[Items from a dataset]
>> Begin

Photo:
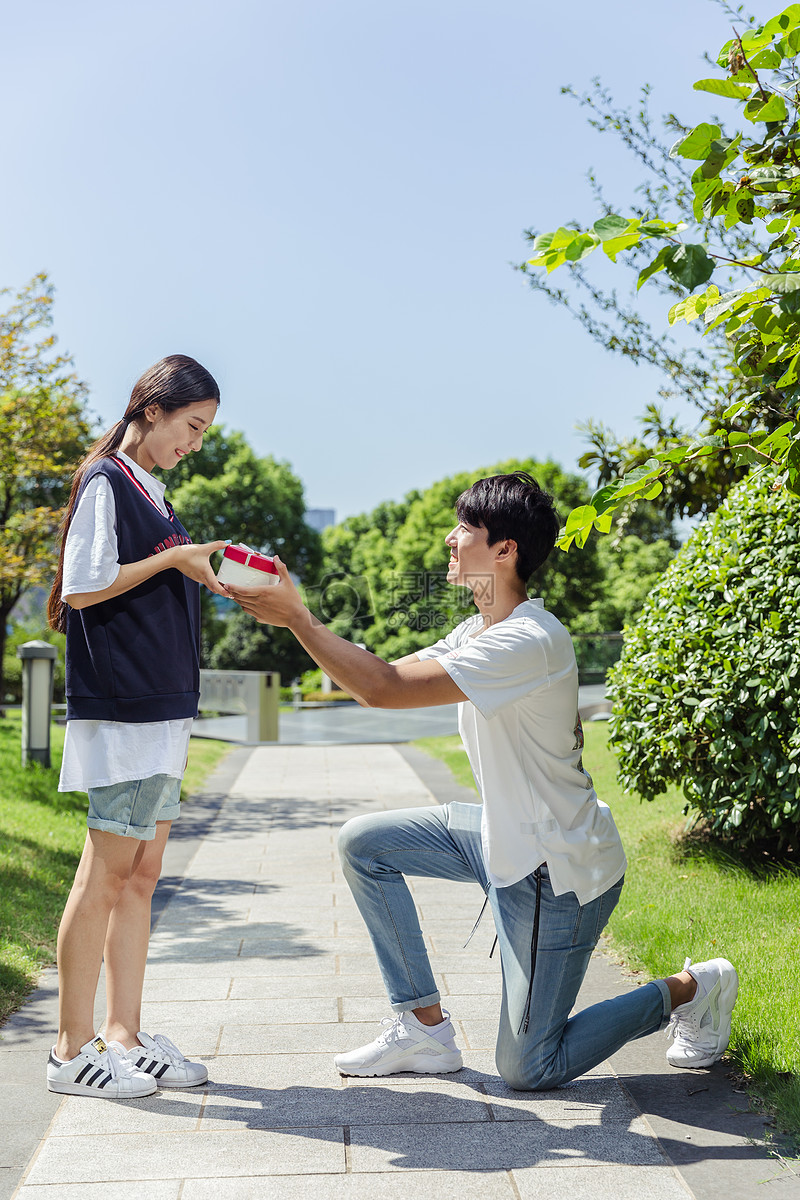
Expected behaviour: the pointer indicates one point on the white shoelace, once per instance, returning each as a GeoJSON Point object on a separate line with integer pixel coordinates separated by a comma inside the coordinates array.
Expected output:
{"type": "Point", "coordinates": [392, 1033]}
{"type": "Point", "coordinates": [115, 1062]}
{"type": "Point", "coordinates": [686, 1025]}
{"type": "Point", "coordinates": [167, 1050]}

>> End
>> Begin

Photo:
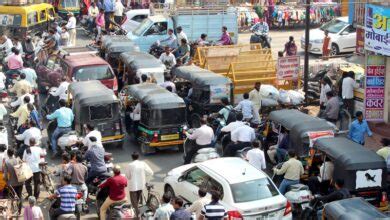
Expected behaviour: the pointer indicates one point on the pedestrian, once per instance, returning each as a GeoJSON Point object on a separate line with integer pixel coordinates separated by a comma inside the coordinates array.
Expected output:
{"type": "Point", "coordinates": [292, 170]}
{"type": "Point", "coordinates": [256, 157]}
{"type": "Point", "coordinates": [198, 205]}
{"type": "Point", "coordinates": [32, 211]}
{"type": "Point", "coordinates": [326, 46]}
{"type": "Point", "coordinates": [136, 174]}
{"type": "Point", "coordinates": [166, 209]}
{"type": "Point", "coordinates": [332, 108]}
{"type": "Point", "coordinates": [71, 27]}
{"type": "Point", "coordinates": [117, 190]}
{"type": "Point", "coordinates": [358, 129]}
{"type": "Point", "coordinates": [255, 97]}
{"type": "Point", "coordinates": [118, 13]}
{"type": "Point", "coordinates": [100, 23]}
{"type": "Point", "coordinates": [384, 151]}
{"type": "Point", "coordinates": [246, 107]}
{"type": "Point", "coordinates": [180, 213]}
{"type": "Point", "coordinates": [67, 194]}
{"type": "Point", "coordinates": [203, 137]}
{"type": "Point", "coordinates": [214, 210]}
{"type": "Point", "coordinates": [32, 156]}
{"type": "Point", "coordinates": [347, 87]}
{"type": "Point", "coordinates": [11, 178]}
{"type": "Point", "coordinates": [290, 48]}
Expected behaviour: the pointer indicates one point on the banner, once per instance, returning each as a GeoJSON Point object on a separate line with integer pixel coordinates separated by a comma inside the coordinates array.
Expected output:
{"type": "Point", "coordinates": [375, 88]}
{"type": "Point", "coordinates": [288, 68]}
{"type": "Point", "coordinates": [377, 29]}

>> End
>> Begin

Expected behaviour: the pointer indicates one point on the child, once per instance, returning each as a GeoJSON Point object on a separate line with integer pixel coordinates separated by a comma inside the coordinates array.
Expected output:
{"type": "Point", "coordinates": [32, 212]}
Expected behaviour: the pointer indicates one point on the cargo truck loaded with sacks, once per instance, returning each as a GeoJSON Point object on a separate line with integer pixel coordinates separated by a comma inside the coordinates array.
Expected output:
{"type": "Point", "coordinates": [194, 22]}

>> End

# Work to complete:
How many lines of the listing contain the string "GeoJSON"? Reply with the number alone.

# Answer to the task:
5